## WORK TO BE COMPLETED
Please render every line of the items below as a JSON list of strings, one string per line, with blank lines left out.

[Excerpts from a point labeling dataset]
---

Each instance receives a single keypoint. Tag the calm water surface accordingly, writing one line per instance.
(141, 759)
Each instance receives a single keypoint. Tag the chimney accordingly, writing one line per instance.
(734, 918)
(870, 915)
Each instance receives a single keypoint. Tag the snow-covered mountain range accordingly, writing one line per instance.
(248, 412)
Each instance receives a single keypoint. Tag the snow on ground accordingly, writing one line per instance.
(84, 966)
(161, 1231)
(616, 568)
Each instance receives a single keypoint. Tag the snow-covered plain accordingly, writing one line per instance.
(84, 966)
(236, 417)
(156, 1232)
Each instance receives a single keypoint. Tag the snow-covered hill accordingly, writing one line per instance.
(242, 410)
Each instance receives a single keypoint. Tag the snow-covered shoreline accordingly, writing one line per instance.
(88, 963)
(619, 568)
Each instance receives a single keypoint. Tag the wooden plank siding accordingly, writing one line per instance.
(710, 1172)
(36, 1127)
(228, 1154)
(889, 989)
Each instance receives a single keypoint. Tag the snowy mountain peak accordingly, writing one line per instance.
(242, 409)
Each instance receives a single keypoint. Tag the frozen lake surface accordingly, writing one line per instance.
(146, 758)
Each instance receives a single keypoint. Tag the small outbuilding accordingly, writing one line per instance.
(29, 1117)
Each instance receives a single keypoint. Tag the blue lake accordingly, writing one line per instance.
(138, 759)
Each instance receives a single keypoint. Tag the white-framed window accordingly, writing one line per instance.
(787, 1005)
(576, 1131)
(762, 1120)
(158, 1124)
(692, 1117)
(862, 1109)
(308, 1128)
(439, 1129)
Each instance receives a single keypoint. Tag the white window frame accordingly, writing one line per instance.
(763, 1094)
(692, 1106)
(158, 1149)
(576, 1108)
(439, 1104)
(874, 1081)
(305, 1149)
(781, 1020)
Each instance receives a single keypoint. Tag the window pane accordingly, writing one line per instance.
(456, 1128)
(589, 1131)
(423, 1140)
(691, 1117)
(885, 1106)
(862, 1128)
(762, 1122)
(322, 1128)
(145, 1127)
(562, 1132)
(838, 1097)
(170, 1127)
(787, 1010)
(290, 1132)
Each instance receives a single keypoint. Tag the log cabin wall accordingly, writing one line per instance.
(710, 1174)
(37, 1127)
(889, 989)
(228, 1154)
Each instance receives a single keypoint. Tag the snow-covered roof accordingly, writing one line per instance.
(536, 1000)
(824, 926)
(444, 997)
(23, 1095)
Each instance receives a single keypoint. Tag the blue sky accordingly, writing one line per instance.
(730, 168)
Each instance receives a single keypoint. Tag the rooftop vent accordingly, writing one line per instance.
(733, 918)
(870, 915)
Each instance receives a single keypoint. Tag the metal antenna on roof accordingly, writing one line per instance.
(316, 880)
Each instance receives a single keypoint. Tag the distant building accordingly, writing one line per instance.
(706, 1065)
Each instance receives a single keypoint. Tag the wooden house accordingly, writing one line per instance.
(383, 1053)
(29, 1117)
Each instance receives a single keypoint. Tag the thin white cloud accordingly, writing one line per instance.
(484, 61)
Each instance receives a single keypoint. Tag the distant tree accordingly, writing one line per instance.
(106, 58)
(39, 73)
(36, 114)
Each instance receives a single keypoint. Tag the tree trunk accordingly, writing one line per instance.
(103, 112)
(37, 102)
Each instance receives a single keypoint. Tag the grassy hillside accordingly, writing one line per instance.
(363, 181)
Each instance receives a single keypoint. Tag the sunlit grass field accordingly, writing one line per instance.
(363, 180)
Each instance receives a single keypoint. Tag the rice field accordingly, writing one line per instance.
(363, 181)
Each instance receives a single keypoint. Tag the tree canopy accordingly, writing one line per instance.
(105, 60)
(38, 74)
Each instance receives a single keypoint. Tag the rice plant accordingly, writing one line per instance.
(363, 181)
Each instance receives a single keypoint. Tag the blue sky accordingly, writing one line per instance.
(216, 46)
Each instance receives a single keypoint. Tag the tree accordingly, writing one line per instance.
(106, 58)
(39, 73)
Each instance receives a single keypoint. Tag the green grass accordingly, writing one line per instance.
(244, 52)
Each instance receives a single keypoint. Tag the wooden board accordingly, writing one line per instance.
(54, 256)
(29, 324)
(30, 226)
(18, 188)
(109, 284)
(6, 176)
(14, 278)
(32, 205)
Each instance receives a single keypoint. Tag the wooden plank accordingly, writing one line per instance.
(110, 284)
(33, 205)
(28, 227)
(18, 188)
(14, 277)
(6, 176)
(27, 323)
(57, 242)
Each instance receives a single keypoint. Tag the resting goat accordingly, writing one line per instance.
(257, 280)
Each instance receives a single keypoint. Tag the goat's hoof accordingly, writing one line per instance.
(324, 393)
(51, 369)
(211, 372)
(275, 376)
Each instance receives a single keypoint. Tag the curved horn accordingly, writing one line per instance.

---

## FULL RESPONSE
[
  "Each instance receives a single keypoint. Tag the calm water surface accordingly, writing one line per instance.",
  "(141, 759)",
  "Each instance receives a single keypoint. Tag the chimney accordingly, writing one line per instance.",
  "(734, 918)",
  "(870, 915)",
  "Each instance receives a single keypoint. Tag the snow-covered mountain range accordingly, writing one line per instance.",
  "(248, 412)",
  "Each instance receives a single keypoint. Tag the snow on ground accordingly, writing one line per instance.",
  "(84, 966)",
  "(161, 1231)",
  "(616, 568)",
  "Each instance receives a single keypoint. Tag the snow-covered plain accordingly, writing one line per instance.",
  "(84, 966)",
  "(236, 417)",
  "(156, 1232)",
  "Each instance receives a single keypoint. Tag the snow-covered hill accordingly, writing one line per instance.",
  "(242, 410)",
  "Each instance receives a single keypoint. Tag the snow-covered shoreline accordingly, writing one line per instance.",
  "(88, 963)",
  "(619, 568)",
  "Each instance receives a single keypoint. Tag the wooden plank siding accordingly, writing one line per instance.",
  "(710, 1172)",
  "(36, 1127)",
  "(228, 1154)",
  "(889, 989)",
  "Each instance receives a single keypoint. Tag the snowy mountain peak accordingly, writing one line per instance.",
  "(242, 409)",
  "Each instance receives a single keypoint. Tag the frozen lake surface accordingly, writing one line per instance.",
  "(146, 758)",
  "Each instance receives a single keypoint. Tag the small outbuilding accordingly, writing one line per instance.",
  "(29, 1117)",
  "Each instance receives a single keypoint. Tag the blue lake accordingly, writing one line per instance.",
  "(138, 759)",
  "Each instance receives a single keypoint. Tag the white-framed window accordingly, writing one line per instance.",
  "(787, 1005)",
  "(576, 1131)",
  "(762, 1120)",
  "(158, 1124)",
  "(692, 1117)",
  "(862, 1109)",
  "(308, 1128)",
  "(439, 1129)",
  "Each instance receives a single keypoint. Tag the white window frame accordingly, writing one line per instance.",
  "(763, 1094)",
  "(692, 1106)",
  "(158, 1149)",
  "(576, 1108)",
  "(439, 1104)",
  "(874, 1081)",
  "(305, 1149)",
  "(781, 1020)",
  "Each instance receives a single keypoint. Tag the window pane accordingly, writing one line per instance.",
  "(456, 1128)",
  "(589, 1131)",
  "(423, 1140)",
  "(691, 1117)",
  "(885, 1106)",
  "(862, 1128)",
  "(762, 1122)",
  "(322, 1128)",
  "(145, 1127)",
  "(562, 1132)",
  "(838, 1097)",
  "(170, 1127)",
  "(787, 1010)",
  "(290, 1132)",
  "Each instance receives a single keypoint. Tag the log cabin wall accordingly, writing one line per instance.",
  "(710, 1174)",
  "(37, 1127)",
  "(889, 989)",
  "(228, 1154)",
  "Each instance receives a single keypoint. Tag the snow-covered roof accordingly, writing one line per instance.",
  "(536, 1000)",
  "(824, 926)",
  "(444, 997)",
  "(23, 1095)",
  "Each instance receives a single keypoint. Tag the blue sky accordingly, writing one line per instance.",
  "(730, 168)",
  "Each instance receives a single keypoint. Tag the rooftop vent accordingly, writing one line per instance.",
  "(733, 918)",
  "(870, 915)",
  "Each instance receives a single keypoint. Tag the metal antenna on roof accordingly, writing one line per instance.",
  "(316, 880)",
  "Each instance receives a single keypoint. Tag the distant building accordingly, writing one line per instance.",
  "(706, 1065)",
  "Each instance receives a single keypoint. Tag the wooden house accordingly, writing one line per instance.",
  "(383, 1053)",
  "(29, 1117)",
  "Each instance receives a single keypoint. Tag the thin white cloud accordingly, writing one line per instance.",
  "(484, 61)",
  "Each instance receives a single keypoint. Tag the distant tree accordingly, writing one line per instance.",
  "(106, 58)",
  "(39, 73)",
  "(36, 114)",
  "Each instance receives a single keypoint. Tag the tree trunk accordingly, writing one line per instance.",
  "(103, 112)",
  "(37, 102)",
  "Each instance receives a single keypoint. Tag the grassy hillside accordingly, writing one line per instance.",
  "(363, 181)",
  "Each instance receives a single keypoint. Tag the sunlit grass field accordingly, writing one line per instance.",
  "(363, 180)",
  "Each instance receives a single keypoint. Tag the rice field accordingly, writing one line per instance.",
  "(363, 181)",
  "Each instance receives a single keypoint. Tag the tree canopy accordingly, writing one line per instance.",
  "(105, 60)",
  "(38, 74)",
  "Each instance receives a single keypoint. Tag the rice plant accordingly, writing one line per instance.",
  "(363, 181)",
  "Each instance receives a single keypoint. Tag the blue sky accordingly, writing one line per instance.",
  "(216, 46)",
  "Each instance receives a single keypoint. Tag the tree accordingly, writing one line per instance.",
  "(106, 58)",
  "(39, 73)",
  "Each instance receives a single keypoint. Tag the green grass accordingly, writing one line per instance.",
  "(244, 52)",
  "Each instance receives a single keypoint. Tag the wooden board accordingly, writing one line per instance.",
  "(54, 256)",
  "(29, 324)",
  "(30, 226)",
  "(18, 188)",
  "(109, 284)",
  "(6, 176)",
  "(14, 278)",
  "(32, 205)",
  "Each instance receives a single keypoint. Tag the wooden plank accordingly, writing one line per instance.",
  "(110, 284)",
  "(33, 205)",
  "(28, 227)",
  "(18, 188)",
  "(14, 277)",
  "(6, 176)",
  "(27, 323)",
  "(57, 242)",
  "Each instance receives a single keypoint. Tag the resting goat accordingly, writing one line per instance.",
  "(257, 280)",
  "Each instance receives a single keypoint. Tag the goat's hoof accordingly, writing one line per instance.",
  "(324, 393)",
  "(51, 369)",
  "(211, 372)",
  "(275, 376)",
  "Each instance receives a single keypoint. Tag the curved horn accordingly, writing one line per instance."
]